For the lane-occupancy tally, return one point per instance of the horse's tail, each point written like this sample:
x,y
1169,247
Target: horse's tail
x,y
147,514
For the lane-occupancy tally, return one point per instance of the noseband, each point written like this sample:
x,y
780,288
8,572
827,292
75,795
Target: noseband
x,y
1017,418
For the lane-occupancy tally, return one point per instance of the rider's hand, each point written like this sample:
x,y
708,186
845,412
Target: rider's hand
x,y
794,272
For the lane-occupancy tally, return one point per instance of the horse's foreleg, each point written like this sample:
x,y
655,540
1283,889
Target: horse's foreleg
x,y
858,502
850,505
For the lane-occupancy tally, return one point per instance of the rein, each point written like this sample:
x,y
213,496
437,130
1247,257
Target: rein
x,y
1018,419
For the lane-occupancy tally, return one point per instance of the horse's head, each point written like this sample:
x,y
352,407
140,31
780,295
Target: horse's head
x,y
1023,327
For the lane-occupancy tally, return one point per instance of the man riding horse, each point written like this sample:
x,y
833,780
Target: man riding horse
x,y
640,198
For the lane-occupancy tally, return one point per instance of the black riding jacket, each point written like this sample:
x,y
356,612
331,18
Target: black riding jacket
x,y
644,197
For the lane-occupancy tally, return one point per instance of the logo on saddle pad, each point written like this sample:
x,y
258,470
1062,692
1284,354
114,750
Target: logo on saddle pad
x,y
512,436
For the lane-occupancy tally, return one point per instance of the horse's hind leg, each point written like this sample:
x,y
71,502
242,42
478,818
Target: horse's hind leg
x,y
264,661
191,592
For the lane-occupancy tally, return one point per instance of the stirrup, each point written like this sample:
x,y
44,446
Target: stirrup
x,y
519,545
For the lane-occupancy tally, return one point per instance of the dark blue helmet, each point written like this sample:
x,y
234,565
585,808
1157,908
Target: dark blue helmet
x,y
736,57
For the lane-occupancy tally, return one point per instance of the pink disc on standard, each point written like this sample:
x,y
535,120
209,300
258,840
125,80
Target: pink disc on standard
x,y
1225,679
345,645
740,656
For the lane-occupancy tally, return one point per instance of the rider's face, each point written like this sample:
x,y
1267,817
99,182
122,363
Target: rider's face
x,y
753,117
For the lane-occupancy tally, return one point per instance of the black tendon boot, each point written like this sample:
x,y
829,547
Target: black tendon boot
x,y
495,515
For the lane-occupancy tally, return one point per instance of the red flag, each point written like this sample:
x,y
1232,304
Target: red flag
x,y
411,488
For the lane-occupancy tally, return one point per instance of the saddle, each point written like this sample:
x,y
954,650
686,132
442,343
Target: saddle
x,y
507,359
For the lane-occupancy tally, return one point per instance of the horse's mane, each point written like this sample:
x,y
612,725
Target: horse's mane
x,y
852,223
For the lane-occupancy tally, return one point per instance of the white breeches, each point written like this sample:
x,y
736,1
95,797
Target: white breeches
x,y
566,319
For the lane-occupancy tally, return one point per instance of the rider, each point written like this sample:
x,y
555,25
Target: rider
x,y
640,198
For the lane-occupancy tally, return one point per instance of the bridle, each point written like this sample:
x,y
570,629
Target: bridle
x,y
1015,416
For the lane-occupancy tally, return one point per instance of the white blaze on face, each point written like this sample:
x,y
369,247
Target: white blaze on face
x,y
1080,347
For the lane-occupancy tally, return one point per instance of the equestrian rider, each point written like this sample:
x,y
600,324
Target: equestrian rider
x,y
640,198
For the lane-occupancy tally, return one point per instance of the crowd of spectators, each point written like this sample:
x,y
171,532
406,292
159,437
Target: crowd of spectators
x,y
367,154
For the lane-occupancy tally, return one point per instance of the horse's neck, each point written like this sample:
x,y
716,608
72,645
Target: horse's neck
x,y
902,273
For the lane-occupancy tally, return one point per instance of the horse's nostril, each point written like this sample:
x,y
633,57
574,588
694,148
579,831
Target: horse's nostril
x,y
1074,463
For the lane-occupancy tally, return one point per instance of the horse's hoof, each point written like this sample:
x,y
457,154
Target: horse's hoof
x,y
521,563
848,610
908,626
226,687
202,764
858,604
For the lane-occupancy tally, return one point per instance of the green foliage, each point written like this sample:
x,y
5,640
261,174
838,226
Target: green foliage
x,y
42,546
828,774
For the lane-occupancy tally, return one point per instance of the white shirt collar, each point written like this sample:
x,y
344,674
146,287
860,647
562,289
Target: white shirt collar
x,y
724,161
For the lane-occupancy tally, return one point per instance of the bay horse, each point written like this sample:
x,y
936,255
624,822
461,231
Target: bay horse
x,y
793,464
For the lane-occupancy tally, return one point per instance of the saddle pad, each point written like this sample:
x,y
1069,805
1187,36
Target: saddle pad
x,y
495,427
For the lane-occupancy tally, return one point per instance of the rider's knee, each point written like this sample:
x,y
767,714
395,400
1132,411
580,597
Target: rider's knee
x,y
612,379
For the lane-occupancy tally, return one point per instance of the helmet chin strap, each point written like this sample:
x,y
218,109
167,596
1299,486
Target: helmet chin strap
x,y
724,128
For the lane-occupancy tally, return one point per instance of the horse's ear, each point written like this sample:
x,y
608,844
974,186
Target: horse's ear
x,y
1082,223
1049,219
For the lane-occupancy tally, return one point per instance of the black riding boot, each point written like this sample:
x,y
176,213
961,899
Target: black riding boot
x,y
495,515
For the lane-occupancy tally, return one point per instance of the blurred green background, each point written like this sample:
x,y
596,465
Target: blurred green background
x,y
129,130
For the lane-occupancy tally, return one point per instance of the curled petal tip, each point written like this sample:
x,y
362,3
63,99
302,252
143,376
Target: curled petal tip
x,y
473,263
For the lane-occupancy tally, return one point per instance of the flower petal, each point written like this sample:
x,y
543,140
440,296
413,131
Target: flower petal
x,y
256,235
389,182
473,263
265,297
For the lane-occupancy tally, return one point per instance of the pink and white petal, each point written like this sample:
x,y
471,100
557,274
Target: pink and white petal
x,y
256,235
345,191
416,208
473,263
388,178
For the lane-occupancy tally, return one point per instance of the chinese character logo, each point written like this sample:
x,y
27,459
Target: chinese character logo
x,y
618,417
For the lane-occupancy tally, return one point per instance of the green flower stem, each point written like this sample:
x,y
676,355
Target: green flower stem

===

Print the material verbatim, all of it.

## [FINAL RESULT]
For the lane-occupancy tally, return one point per instance of the horse's tail, each point written like this sample:
x,y
1169,247
Target: horse's tail
x,y
147,514
For the lane-occupancy tally, return one point per instance of the noseband, each point written like this sample:
x,y
780,288
8,572
827,292
75,795
Target: noseband
x,y
1017,418
For the lane-occupancy tally, return one point per instance of the rider's hand, each point written like this sample:
x,y
708,186
845,412
Target: rider's hand
x,y
794,272
For the lane-occupancy tally, return one point per instance of the horse's foreleg, each point written like this sample:
x,y
655,540
1283,889
Target: horse's foreleg
x,y
858,502
850,505
For the lane-occupancy tally, return one point per instance of the rein, each point written like this sample:
x,y
213,496
437,130
1247,257
Target: rein
x,y
1018,419
For the lane-occupancy tally, return one point per instance of the horse's head, each point written like this sample:
x,y
352,407
140,31
780,295
Target: horse's head
x,y
1023,327
For the lane-occupancy tally, return one point per instance of the man riding horse, each point written like this sample:
x,y
833,780
Target: man riding horse
x,y
640,198
For the lane-occupancy tally, return one point per instance of the black riding jacket, each point written like this sample:
x,y
356,612
331,18
Target: black riding jacket
x,y
644,197
For the lane-occupancy tally, return one point per instance of the logo on saddle pad, each point written like this sample:
x,y
258,470
1062,692
1284,354
114,750
Target: logo on saddle pad
x,y
512,436
For the lane-occupancy tally, return one point per instance of the horse's hind leg, each point written like this sample:
x,y
71,502
242,42
478,818
Target: horse's hind leg
x,y
264,661
191,592
For the lane-occupancy tally, return one point per instance of the stirrup, each point written like this sample:
x,y
44,446
Target: stirrup
x,y
519,545
For the lane-occupancy tally, return one point per instance of the dark blue helmet, each point written like this sample:
x,y
234,565
585,808
1157,908
Target: dark blue helmet
x,y
736,57
For the lane-occupancy tally, return one point per instance of the pink disc on standard, each point written like this sample:
x,y
535,120
209,300
258,840
125,80
Target: pink disc on standard
x,y
1225,679
345,645
740,656
For the lane-occupancy tally, return one point per instance of the rider's face, each point written like this sample:
x,y
1267,817
99,182
122,363
Target: rider's face
x,y
753,117
For the lane-occupancy tally, return one point per instance of the black tendon boot, each point written like this sample:
x,y
829,547
Target: black tendon boot
x,y
495,515
For the lane-occupancy tally, return one point per instance of the red flag, each point written like this sample:
x,y
1232,304
Target: red flag
x,y
411,488
For the lane-occupancy tally, return one point per instance of the saddle, each point written like this sample:
x,y
954,650
686,132
442,343
Target: saddle
x,y
507,359
For the lane-occupancy tally, return one point per instance of the horse's mane, each point written like this sample:
x,y
612,725
Target: horse's mane
x,y
852,223
For the lane-occupancy tally, return one point per instance of the white breeches, each point written like this sample:
x,y
736,1
95,797
Target: white breeches
x,y
566,319
For the lane-occupancy tally, return one point per instance of the rider, each point written like this sample:
x,y
555,25
Target: rider
x,y
640,198
For the lane-occupancy tally, return one point per instance of the bridle, each point written like this sample:
x,y
570,629
Target: bridle
x,y
1015,416
For the lane-occupancy tally, return one point per instance of the white blaze on face, each point written like this sample:
x,y
369,247
Target: white blaze on face
x,y
1080,347
For the lane-occupancy tally, return one point per instance of the equestrian rider, each point written like this sample:
x,y
600,324
Target: equestrian rider
x,y
640,198
For the lane-occupancy tally, return one point per instance of the crowd of spectators, each point written like this sample:
x,y
171,532
406,292
159,437
Target: crowd of spectators
x,y
367,154
For the lane-occupancy tally, return one point per instance of the horse's neck, each point written like this sample:
x,y
716,608
72,645
Target: horse's neck
x,y
902,273
For the lane-occupancy tally, return one point per instance of the horse's nostril, each point written like this sample:
x,y
633,57
574,588
694,148
579,831
Target: horse's nostril
x,y
1074,463
For the lane-occupancy tally, return one point per instance of the horse's hoof, each point written like this sample:
x,y
457,154
Target: horse's hoof
x,y
521,563
848,610
908,626
226,687
202,764
858,604
For the lane-occupancy tally, return one point per instance of the green foliage, each point written like this sample:
x,y
5,640
261,174
838,226
Target: green foliage
x,y
42,546
828,774
For the lane-occupancy tally, return one point per instance of the white shirt collar, each point written like this sample:
x,y
344,674
146,287
860,647
562,289
Target: white shirt collar
x,y
724,161
For the lane-occupancy tally, return one point per instance of the bay horse, each point written like this sample:
x,y
936,255
624,822
461,231
Target: bay horse
x,y
793,464
For the lane-occupancy tally, return one point per instance of the saddle pad, each point written like this sample:
x,y
1069,805
1187,36
Target: saddle pad
x,y
495,427
For the lane-occupancy tally, return one point per instance of the rider's knee, each point written like this sample:
x,y
767,714
395,400
1132,411
580,597
Target: rider's knee
x,y
612,379
For the lane-occupancy tally, return one point per instance of the helmet chin strap, each point written like this sample:
x,y
218,109
167,596
1299,486
Target: helmet chin strap
x,y
724,128
For the lane-occupancy tally, return one point per instance of the horse's ear, each point written like this sample:
x,y
608,844
974,186
Target: horse's ear
x,y
1082,223
1049,219
For the lane-occupancy tally, return one point per instance of the black riding boot, each point written like this sample:
x,y
176,213
961,899
Target: black riding boot
x,y
495,515
For the lane-occupancy tally, return one point per instance of the blurred green background, each point written like this sample:
x,y
596,465
Target: blurred green background
x,y
129,130
For the lane-occupancy tally, return one point per instance of the curled petal tip, each point written like this sample:
x,y
362,3
63,99
302,252
143,376
Target: curled petal tip
x,y
473,263
For the lane-occupancy tally, return one point per instance of the flower petal, each point written like this sample:
x,y
543,140
440,296
413,131
Target: flower petal
x,y
256,235
389,182
473,263
265,297
For the lane-occupancy tally, return one point per instance of the pink and white petal, each point written like this sample:
x,y
471,100
557,274
Target: pink and white petal
x,y
256,235
345,191
416,208
473,263
388,178
For the lane-occupancy tally, return one point per instance of the chinese character logo, each point written like this sample:
x,y
27,459
Target: chinese character logo
x,y
618,417
For the lane-occupancy tally, return one point per instance of the green flower stem, each point written like this sample:
x,y
676,355
Target: green flower stem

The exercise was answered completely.